• **RECORDS PROVIDED**:
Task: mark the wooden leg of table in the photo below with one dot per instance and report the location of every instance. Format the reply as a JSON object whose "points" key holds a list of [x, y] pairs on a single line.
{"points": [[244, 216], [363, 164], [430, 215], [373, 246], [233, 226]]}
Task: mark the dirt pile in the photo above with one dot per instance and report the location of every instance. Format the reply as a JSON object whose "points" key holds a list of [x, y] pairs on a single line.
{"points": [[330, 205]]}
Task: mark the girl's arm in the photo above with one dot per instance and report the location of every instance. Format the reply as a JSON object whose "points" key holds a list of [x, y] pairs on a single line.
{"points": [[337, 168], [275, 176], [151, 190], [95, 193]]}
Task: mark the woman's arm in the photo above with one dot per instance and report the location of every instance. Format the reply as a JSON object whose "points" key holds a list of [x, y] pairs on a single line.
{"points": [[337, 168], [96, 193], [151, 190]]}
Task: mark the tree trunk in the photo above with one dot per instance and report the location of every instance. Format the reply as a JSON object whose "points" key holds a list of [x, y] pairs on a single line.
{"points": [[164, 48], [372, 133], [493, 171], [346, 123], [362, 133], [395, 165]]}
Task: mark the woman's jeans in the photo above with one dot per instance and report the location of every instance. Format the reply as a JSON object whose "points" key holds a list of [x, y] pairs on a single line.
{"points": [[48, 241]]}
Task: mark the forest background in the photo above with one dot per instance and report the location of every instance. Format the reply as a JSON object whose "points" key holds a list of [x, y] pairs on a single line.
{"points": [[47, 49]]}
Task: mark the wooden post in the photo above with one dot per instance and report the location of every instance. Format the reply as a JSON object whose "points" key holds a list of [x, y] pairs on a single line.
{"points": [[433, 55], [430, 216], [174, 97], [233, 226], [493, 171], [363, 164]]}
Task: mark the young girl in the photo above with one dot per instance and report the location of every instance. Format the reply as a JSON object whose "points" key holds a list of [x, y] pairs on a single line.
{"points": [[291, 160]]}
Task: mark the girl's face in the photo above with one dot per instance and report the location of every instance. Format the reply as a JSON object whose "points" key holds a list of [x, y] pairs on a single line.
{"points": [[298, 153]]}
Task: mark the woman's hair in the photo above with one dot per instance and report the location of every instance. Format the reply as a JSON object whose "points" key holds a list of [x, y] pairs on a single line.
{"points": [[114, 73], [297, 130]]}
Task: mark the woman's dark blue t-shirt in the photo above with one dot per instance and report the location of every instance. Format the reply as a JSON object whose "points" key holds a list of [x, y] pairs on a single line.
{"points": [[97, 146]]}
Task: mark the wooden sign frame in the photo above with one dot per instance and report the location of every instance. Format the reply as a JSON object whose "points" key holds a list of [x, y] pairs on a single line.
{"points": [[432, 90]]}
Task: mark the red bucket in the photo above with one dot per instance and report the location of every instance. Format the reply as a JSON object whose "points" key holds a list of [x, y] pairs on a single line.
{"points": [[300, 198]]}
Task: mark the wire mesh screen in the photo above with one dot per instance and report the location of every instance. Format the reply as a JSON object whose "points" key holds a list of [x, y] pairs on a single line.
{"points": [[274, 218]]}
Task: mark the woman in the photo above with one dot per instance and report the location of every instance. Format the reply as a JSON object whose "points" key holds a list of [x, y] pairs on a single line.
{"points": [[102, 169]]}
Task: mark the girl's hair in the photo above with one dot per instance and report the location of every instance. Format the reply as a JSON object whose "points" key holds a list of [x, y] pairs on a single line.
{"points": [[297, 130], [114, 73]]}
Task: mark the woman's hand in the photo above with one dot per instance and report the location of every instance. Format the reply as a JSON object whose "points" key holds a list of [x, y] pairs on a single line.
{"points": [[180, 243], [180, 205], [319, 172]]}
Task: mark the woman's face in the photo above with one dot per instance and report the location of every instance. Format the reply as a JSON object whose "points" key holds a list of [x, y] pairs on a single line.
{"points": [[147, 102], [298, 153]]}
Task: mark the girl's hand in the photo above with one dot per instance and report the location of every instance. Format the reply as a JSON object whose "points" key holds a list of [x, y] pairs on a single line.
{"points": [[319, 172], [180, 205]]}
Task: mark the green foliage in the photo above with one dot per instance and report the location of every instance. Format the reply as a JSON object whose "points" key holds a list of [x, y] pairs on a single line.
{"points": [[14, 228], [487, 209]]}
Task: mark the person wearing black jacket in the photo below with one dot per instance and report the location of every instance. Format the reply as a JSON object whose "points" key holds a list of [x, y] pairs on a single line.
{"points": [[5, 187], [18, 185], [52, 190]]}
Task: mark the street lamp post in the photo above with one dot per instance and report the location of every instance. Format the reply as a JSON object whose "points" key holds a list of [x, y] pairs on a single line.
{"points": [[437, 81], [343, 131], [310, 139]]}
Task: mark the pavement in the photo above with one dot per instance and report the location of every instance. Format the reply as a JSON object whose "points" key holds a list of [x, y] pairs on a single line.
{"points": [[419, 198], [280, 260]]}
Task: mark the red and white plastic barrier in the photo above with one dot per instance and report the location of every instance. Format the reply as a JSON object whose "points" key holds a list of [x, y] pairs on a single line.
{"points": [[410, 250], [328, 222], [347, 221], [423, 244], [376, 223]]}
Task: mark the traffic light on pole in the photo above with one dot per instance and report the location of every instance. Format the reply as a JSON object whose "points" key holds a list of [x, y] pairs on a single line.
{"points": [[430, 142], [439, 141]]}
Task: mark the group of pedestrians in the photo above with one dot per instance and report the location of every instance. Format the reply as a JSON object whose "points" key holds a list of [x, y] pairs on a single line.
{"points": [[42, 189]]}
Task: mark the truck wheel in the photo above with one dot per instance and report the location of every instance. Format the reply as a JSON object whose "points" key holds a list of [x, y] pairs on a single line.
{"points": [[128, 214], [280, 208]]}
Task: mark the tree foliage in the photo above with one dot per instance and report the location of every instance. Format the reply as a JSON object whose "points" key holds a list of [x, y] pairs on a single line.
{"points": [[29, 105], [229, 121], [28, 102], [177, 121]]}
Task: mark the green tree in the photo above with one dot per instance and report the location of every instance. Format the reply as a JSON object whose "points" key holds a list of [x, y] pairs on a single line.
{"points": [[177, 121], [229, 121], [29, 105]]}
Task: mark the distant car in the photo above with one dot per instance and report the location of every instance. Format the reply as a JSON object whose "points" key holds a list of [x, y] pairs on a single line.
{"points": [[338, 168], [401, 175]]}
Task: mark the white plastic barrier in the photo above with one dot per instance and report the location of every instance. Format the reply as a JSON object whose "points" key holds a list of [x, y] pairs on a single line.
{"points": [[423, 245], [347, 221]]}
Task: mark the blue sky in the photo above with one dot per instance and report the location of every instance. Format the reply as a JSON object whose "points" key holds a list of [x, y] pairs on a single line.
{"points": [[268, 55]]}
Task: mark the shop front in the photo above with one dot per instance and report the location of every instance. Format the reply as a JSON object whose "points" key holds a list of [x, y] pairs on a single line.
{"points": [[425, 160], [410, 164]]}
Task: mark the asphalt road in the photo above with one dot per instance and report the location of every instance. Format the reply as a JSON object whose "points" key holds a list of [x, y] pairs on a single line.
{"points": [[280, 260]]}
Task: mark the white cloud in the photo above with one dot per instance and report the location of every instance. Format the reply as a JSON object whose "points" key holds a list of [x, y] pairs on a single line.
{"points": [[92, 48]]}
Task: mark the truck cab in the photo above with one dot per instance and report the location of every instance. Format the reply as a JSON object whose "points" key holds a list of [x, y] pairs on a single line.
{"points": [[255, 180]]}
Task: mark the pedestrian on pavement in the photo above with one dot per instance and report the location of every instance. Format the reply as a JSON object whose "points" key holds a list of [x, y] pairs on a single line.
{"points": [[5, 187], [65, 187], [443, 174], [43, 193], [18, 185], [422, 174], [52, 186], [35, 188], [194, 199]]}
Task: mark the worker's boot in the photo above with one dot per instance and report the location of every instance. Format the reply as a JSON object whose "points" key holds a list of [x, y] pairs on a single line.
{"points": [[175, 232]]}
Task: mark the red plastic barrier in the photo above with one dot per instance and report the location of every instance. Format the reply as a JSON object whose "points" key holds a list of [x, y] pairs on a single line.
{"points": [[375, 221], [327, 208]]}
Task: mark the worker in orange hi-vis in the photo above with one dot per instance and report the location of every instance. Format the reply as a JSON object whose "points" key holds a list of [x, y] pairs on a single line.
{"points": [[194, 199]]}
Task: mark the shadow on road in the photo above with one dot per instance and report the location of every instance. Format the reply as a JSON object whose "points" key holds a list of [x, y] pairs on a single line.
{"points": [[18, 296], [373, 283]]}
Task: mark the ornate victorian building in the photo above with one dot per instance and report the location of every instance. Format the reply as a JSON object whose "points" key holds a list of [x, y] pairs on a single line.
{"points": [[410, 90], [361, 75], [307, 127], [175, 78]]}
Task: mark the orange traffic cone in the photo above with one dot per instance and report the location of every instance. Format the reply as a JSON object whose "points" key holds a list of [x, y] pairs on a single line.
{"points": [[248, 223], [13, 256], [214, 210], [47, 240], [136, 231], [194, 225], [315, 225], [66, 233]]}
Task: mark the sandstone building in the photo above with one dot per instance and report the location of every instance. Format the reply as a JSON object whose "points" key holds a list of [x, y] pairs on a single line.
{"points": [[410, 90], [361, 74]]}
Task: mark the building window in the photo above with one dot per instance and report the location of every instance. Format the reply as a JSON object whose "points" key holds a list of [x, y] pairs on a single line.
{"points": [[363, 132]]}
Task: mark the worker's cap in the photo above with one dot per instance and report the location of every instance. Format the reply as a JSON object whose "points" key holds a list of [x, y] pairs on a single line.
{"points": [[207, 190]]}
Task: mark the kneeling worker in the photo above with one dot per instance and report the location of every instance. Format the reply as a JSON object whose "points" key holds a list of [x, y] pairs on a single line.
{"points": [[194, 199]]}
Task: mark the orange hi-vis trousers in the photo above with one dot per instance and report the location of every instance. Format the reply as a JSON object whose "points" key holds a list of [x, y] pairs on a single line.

• **GIVEN INSTRUCTION**:
Set down, unchanged, the line that contains "Task: mark the building" together with every later line in the records, through the last one.

• **THE OUTPUT**:
Task: mark the building window in the photo above with one dot per instance and report the location of every instance. Format the reply as a JSON object whose "points" key holds a list of [x, y] pairs on a single line.
{"points": [[363, 132]]}
Task: mark the worker's cap in the photo above with one dot per instance and report the location of every instance. Format the reply as a JSON object whose "points" key holds a list of [x, y] pairs on a single line.
{"points": [[207, 190]]}
Task: mark the kneeling worker in the photo above with one dot per instance and report the location of every instance. Format the reply as a JSON object whose "points" key holds a list of [x, y] pairs on a single line.
{"points": [[194, 199]]}
Task: mark the orange hi-vis trousers in the photo above with one dot per instance and report the location of every instance. Format the reply as a JSON object whose "points" key holds a list of [x, y] pairs on a single line.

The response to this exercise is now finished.